_Consigne_
Citez mot pour mot, s'il vous plaît, le passage de la critique sur le livre consacré à Patrick Bruel qui commence à « Ah, Patrick Bruel, il » et se termine à « ce qu'il faisait. ».

Un chic type quand même, ce Patriiiiiiiiick!!!
Ah, Patrick Bruel, il est évidemment de bon ton de le décrier depuis son éclatant succès dans les années 80, lorsqu'il est devenu l'idole des jeunes filles en fleur.
Son insolent succès, son coté un peu grande gueule, son incursion pas toujours très réussie au cinéma, tout était bon pour lui sauter dessus et dénigrer tout ce qu'il faisait.
Pour ma part, j'avoue, un peu envers et contre tout, toujours aimé le type et l'artiste, dont les tubes ont accompagné bon nombre de mes années d'adolescence et même d'entrée à la vie adulte. Artiste complet, alternant musique et cinéma, j'ai toujours eu beaucoup d'affinités avec sa musique, avec notamment des textes peut-être parfois un peu naif, mais dans lequel je me retrouvais souvent.
Si, avec les années, il a pris en crédibilité de comédien ce qu'il a un peu perdu en légitimité musicale, et que ses dernières positions politiques m'ont un peu décontenancées, j'ai eu envie d'en savoir plus sur l'homme, qui a tellement fait la couverture des revues peoples, mais dont l'ambivalence et les contradictions m'ont toujours un peu fasciné.
C'est pour cela que j'avais très envie de me plonger dans le dernier ouvrage en date consacré à Bruel, qui n'est pas vraiment une autobiographie, mais une conversation avec le journaliste du Nouvel Observateur Claude Askolovitch.
J'ai lu l'ouvrage il y a plusieurs semaines, et j'en ai gardé un souvenir agréable, grâce notamment à la plume de l'auteur, Claude Askolovitch, qui se met joliment en scène (en évoquant plusieurs fois le décès de sa femme dans des passages pudiques et fort émouvants), et qui nous explique les coulisses de ces longs entretiens avec l'idole des jeunes filles en fleur dans les années 90.
On apprend notamment dans le livre que cette période là, Bruel ne l'a pas aussi bien vécu qu'on pourrait l'imaginer. Ainsi, il explique qu'à un moment où des sketchs « plus méchants que drôles » envahissaient les écrans, il avait « du mal à être caricaturé aussi grossièrement, à passer pour un débile ou un analphabète . J'ai pris un jour mon téléphone et j'ai appelé certains rédacteurs en chef ou des patrons de télé que je connaissais et je leur ai dit : "Vous êtes en train de me tuer. Vous en avez conscience ?" »
Dans ce livre, le journaliste l'interroge aussi sur sa carrière et lui demande s'il a des regrets : « Je fais tellement de choses que je n'ai pas le temps pour les regrets. Mais parfois, j'ai le sentiment d'avoir pas accompli tout ce que je pouvais faire. Un acteur doit tourner plus de films, jouer plus de pièces, un chanteur sort plus d'albums. Moi, le fait de faire les deux, même si c'est un rêve, me pénalise quelque part… Au cinéma, je n'ai pas fait le dixième de ce que je pouvais accomplir. Et il y a tellement de metteurs en scène avec qui j'aurais voulu ou je voudrais travailler... »
Le livre se lit vraiment avec grand plaisir, du moins si on a de l'affection pour l'artiste et l'homme qui évoque tous les sujets de manière intime et sans tabou.

[Éléments enregistrés]

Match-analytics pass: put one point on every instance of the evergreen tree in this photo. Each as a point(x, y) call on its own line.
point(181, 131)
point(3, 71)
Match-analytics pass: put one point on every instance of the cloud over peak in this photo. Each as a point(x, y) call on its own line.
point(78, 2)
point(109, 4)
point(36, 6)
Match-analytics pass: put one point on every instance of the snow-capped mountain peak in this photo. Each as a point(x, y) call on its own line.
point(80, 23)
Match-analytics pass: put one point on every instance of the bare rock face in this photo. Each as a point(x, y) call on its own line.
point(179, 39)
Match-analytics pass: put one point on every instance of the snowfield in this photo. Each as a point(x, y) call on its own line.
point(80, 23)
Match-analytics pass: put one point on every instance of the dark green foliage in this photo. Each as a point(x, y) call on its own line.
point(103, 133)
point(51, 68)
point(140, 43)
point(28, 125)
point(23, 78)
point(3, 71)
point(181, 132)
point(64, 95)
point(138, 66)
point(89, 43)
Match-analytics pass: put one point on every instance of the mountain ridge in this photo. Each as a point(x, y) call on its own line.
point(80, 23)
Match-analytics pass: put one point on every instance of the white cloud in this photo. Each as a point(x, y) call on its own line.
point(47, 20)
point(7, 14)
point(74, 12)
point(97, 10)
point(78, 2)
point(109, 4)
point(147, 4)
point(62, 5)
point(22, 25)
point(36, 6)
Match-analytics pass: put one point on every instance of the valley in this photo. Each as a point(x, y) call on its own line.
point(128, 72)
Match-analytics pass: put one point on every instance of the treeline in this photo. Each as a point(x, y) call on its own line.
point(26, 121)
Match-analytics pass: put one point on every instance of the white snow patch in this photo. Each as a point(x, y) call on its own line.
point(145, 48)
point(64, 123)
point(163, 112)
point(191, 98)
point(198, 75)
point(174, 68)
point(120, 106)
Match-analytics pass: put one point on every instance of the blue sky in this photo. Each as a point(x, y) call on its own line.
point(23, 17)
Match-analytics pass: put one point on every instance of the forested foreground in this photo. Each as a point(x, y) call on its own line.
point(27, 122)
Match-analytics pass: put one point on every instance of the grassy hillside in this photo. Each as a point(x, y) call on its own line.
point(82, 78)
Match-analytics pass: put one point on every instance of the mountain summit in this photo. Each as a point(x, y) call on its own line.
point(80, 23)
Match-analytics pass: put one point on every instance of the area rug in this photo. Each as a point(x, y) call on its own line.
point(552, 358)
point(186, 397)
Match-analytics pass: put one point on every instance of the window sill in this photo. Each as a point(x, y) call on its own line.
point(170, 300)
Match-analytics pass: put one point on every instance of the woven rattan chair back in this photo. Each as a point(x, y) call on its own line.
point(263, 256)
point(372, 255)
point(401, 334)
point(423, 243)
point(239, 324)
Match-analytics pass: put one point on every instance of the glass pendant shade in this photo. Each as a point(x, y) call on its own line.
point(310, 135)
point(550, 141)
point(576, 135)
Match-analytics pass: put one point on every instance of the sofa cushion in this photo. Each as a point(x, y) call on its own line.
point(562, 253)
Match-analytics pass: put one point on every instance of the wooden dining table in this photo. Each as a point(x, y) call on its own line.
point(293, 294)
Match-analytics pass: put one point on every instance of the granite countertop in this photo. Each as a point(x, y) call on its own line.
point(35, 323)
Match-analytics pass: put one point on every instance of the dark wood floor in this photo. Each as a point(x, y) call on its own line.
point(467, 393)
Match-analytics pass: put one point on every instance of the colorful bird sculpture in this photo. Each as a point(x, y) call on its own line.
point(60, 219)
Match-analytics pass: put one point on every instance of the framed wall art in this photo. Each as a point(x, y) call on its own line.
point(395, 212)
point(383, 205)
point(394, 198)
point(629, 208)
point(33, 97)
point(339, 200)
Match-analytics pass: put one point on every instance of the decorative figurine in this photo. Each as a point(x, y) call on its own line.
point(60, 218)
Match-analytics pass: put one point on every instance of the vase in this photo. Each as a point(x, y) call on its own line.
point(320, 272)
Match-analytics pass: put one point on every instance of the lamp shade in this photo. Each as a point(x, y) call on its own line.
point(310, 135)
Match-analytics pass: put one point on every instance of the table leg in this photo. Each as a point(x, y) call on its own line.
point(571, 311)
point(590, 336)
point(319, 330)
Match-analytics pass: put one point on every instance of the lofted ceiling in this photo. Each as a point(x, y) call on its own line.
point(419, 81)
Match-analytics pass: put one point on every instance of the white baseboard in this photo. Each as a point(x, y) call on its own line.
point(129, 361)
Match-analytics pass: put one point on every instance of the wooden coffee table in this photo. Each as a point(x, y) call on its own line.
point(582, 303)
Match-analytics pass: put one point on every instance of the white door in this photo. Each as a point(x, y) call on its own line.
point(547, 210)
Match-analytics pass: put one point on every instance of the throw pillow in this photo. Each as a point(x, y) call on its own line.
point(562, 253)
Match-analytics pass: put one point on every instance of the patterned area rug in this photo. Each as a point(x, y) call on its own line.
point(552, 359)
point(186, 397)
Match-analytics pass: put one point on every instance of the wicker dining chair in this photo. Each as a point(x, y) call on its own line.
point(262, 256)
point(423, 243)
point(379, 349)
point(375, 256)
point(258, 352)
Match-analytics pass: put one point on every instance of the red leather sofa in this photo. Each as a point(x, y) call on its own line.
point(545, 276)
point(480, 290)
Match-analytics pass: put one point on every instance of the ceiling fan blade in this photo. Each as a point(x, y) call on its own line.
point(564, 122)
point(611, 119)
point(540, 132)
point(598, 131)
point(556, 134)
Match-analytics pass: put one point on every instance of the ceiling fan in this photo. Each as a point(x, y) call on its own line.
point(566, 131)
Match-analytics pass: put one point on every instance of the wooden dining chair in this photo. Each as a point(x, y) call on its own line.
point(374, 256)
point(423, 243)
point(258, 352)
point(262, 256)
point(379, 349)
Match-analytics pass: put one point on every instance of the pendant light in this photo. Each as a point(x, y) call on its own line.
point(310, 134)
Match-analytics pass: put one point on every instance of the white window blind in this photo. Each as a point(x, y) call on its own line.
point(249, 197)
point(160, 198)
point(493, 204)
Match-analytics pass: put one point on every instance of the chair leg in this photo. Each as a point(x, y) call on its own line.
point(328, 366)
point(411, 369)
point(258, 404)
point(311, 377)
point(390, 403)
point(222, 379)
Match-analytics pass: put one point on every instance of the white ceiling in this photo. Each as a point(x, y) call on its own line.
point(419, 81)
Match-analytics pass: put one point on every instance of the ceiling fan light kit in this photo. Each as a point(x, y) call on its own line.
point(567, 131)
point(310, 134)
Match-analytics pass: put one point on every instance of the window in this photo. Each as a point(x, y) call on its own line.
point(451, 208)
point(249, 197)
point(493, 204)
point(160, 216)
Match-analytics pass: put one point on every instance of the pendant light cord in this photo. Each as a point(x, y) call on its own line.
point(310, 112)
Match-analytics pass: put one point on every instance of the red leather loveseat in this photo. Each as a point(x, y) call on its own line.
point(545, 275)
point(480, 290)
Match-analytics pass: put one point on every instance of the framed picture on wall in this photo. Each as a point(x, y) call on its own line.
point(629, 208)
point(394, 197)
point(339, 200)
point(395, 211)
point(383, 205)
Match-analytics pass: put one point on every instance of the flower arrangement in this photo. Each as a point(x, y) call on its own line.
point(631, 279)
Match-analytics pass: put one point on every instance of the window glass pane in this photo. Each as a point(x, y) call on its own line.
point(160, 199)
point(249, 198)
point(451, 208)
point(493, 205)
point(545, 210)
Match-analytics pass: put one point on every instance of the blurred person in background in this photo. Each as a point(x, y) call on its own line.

_Corrigé_
Ah, Patrick Bruel, il est évidemment de bon ton de le décrier depuis son éclatant succès dans les années 80, lorsqu'il est devenu l'idole des jeunes filles en fleur.
Son insolent succès, son coté un peu grande gueule, son incursion pas toujours très réussie au cinéma, tout était bon pour lui sauter dessus et dénigrer tout ce qu'il faisait.